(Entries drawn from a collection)

⟨

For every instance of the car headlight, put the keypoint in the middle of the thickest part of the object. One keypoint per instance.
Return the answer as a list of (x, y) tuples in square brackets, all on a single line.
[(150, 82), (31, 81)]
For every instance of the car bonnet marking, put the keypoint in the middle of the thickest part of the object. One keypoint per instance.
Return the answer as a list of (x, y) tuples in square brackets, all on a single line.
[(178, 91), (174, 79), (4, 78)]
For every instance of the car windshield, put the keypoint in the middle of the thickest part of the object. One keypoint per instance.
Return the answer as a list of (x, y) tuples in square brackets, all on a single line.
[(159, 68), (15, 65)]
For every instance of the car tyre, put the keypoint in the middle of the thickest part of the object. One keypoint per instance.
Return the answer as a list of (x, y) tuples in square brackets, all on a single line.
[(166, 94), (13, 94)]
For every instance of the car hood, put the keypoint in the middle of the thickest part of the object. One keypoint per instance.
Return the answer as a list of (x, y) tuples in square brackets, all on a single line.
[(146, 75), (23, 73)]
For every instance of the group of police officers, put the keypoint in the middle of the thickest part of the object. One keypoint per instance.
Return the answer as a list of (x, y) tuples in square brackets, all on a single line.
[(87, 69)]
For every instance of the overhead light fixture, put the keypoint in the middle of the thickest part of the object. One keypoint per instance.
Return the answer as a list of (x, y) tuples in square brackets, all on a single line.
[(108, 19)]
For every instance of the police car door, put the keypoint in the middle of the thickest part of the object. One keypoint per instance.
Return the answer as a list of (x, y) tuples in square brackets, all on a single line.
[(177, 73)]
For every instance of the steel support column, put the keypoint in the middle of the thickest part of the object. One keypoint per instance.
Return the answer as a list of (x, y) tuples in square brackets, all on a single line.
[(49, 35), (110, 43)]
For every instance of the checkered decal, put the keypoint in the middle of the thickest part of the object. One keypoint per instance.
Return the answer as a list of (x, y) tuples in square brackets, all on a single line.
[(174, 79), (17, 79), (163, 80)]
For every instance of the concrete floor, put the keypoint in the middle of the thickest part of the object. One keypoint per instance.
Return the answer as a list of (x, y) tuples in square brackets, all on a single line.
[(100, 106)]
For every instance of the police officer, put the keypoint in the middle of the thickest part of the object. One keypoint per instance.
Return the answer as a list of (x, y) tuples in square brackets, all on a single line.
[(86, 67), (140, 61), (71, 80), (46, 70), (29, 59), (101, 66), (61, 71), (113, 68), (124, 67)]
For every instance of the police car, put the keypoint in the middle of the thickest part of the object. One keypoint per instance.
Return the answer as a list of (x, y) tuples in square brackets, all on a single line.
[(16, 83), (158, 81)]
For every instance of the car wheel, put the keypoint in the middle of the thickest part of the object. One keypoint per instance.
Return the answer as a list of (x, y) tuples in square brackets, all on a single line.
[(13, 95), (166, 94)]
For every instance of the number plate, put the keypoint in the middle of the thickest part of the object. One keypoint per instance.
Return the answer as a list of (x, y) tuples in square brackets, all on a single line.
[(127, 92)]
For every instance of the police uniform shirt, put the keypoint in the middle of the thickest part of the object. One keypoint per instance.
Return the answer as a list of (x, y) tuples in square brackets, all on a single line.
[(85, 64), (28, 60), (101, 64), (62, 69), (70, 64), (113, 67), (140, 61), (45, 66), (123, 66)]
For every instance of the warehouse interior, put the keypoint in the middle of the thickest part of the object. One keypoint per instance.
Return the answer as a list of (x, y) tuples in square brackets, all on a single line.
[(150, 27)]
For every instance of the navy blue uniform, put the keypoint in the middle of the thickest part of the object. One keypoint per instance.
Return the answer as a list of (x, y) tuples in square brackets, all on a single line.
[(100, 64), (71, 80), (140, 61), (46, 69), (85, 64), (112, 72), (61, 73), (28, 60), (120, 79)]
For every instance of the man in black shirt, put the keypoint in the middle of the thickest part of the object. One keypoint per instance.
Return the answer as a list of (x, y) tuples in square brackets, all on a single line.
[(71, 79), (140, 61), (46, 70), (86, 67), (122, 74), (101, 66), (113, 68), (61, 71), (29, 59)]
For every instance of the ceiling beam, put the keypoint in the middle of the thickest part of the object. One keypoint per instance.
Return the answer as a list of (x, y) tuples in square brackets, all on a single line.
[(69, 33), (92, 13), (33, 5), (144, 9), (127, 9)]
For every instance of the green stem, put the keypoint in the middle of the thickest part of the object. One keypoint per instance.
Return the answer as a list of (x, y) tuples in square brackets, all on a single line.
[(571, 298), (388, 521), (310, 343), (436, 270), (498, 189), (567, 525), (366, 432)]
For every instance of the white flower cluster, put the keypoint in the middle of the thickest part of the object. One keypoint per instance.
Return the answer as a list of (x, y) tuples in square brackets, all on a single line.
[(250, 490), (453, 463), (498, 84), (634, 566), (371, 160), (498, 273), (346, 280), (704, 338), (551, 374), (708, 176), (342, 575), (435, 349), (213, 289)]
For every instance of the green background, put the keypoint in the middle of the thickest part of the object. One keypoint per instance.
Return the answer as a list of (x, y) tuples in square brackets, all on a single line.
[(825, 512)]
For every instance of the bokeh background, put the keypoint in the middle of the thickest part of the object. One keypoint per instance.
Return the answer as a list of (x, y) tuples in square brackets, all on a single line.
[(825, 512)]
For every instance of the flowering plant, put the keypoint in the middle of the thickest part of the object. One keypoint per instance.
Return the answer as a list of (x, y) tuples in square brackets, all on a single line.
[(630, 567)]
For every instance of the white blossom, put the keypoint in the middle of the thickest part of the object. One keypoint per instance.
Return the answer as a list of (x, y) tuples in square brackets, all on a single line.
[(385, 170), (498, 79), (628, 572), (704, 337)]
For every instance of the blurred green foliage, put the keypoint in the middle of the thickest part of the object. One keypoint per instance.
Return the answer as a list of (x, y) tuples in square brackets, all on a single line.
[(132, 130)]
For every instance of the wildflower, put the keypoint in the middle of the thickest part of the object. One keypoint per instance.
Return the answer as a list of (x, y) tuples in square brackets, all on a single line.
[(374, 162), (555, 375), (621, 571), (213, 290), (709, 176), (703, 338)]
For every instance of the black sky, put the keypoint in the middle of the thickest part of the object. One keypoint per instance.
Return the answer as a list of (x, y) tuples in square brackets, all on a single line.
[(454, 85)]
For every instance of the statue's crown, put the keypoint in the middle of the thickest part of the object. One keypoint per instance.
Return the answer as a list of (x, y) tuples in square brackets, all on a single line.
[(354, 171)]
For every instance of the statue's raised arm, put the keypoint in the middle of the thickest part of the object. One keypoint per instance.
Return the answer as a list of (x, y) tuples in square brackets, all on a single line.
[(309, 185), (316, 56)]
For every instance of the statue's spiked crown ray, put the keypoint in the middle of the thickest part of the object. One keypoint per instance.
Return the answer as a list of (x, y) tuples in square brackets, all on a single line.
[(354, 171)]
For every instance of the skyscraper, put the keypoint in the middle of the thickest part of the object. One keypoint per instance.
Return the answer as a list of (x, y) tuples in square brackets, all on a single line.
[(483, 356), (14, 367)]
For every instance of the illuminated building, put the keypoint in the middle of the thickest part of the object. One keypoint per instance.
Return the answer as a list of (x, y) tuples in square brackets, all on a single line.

⟩
⟨

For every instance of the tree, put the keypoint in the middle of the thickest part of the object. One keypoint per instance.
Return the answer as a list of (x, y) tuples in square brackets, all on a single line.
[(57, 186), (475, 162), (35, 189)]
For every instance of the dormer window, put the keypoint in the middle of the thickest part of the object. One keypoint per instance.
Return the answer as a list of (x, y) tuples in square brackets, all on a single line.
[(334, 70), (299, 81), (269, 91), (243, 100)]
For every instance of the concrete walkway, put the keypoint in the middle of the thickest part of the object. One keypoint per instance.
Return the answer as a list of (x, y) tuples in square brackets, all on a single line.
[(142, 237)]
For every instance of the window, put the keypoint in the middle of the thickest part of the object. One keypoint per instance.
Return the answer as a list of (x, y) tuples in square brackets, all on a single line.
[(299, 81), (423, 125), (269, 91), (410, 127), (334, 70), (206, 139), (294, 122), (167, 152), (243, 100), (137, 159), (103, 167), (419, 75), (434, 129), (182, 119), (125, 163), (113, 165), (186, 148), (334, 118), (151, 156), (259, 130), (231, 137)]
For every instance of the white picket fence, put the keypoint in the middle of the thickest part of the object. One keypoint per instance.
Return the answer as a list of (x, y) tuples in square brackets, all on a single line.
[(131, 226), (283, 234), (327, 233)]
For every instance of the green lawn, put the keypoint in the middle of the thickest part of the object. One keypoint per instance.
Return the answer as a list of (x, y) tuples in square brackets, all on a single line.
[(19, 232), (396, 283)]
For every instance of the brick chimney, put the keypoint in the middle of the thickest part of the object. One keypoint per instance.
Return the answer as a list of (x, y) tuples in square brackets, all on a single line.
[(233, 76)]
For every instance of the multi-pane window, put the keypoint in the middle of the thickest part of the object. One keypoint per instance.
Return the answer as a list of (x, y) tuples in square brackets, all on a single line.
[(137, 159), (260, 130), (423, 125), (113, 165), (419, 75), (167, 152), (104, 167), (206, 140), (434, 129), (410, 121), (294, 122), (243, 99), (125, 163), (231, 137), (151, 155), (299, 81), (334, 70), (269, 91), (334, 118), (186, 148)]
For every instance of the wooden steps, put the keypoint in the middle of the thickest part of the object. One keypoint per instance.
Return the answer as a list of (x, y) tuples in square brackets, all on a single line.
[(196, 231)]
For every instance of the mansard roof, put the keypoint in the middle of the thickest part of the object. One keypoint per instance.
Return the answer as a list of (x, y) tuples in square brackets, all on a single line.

⟩

## Job
Reproduce the part of the records that opens with the line containing "For every instance of the car headlight, put" and closes with the line containing "[(150, 82), (31, 81)]", both of those lines included.

## Expected output
For every instance of the car headlight, put the keypoint in the middle of the thickest part of the object. One keypoint per instance.
Return the answer as a list of (x, y) tuples in square brackets, all on a single line.
[(150, 82), (31, 81)]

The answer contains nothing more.